__PASSAGE TO READ__.
/---

Tuesday, November 24, 2015

On Reading from the Four Corners

I recently read an article about David Coleman's ascension to president of College Board, which has been met with as much criticism as praise in education circles. This is largely due to Coleman's work as an education consultant but never as an actual educator. Coleman is widely known for his work on the Common Core State Standards and has been credited as the "architect" of Common Core. CCSS seems to be informed by very narrow and reductive theoretical perspectives about literature and its function in modern society. The issue is three-fold:
  1. Coleman believes that students do not read enough nonfiction.
  2. Coleman indicates that students need only understand what is "within the four corners" of the text.
  3. Numbers one and two above result in the devaluation of literary study and its reduction to nothing more than the practice of navigating a standardized test.
The assumption that students do not read enough nonfiction assumes that students are only reading in English Language Arts classes. Typical American high school students spend the majority of their school days in history, math, science, and elective classes. In a seven period day, usually only one is occupied by the English class. Even if reading only occurs in core classes, prose fiction and poetry still only account for 25% of what students should be reading. And English Language Arts teachers have long chosen quality nonfiction selections for study. My students read nonfiction by Mandela, King, Solzhenitsyn, Paine, Jefferson, Mather, and Edwards, just to name a few. These are studied in context with prose fiction and poetry.

\---

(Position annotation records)
/---

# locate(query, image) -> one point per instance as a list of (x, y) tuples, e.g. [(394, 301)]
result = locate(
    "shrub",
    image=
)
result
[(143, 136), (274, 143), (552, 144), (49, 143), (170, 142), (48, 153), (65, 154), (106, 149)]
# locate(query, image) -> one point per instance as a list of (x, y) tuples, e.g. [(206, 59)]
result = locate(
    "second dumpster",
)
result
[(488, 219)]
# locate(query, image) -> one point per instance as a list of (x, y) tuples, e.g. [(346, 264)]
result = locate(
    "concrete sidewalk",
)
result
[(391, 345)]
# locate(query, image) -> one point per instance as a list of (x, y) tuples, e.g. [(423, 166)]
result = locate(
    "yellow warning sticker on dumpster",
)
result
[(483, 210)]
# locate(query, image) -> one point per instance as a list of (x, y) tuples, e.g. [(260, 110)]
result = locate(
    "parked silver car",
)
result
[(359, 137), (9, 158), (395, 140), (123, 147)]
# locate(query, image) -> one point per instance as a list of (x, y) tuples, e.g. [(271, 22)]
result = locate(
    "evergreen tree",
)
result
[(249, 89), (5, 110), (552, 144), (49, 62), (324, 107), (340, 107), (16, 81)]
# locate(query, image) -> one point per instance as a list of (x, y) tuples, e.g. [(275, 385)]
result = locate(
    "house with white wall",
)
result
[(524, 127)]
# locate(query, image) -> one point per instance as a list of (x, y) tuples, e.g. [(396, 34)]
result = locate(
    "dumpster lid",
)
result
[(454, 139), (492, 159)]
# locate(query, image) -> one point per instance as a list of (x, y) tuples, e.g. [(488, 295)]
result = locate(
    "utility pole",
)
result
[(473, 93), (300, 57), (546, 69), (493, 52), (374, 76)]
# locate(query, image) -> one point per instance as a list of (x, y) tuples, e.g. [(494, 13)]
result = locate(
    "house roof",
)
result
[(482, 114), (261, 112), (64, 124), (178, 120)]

\---

__DIRECTION 1__.
Lay out the records from the line containing "e.g. [(271, 22)]" through the line containing "107), (16, 81)]" as a Markdown table with the columns Row and Line, numbering each line and skipping any blank ones.
__DIRECTION 2__.
Pick up the blog post on Common Core and students' reading from where it stops.

__EXPECTED ANSWER 1__.
| Row | Line |
|---|---|
| 1 | # locate(query, image) -> one point per instance as a list of (x, y) tuples, e.g. [(271, 22)] |
| 2 | result = locate( |
| 3 |     "evergreen tree", |
| 4 | ) |
| 5 | result |
| 6 | [(249, 89), (5, 110), (552, 144), (49, 62), (324, 107), (340, 107), (16, 81)] |

__EXPECTED ANSWER 2__.
Literature is civilization’s collection of stories about being human. Those stories did not spring forth from a vacuum. Culture, time, place, history, the human condition--these all inform literature. Shared reading of great literature connects people in powerful ways. Literature requires meaning be brought to it by the life experiences of the reader; thus, the same stories change over time for the reader. As we grow and experience life, our understanding of literature changes. Fiction is what initially makes people independent readers. It also teaches us that, while all fact is true, not all truth is fact.

The study of great literature cannot be contained within the "four corners" of text. It is inextricably connected to the culture, time, and conditions of its origin. One cannot read Dr. King's "Letter from Birmingham Jail" without understanding the struggle of the Civil Rights Movement. It is in providing that anchor for students that Dr. King's message becomes clear. What is the purpose and justification for civil disobedience on the order that Dr. King advocates if the Movement doesn't exist for students? And if that is never connected to the extensive literature and history of civil disobedience in America and the world, what further meaning does King's letter have? Through the study of literature individual struggles can be seen as shared human struggles.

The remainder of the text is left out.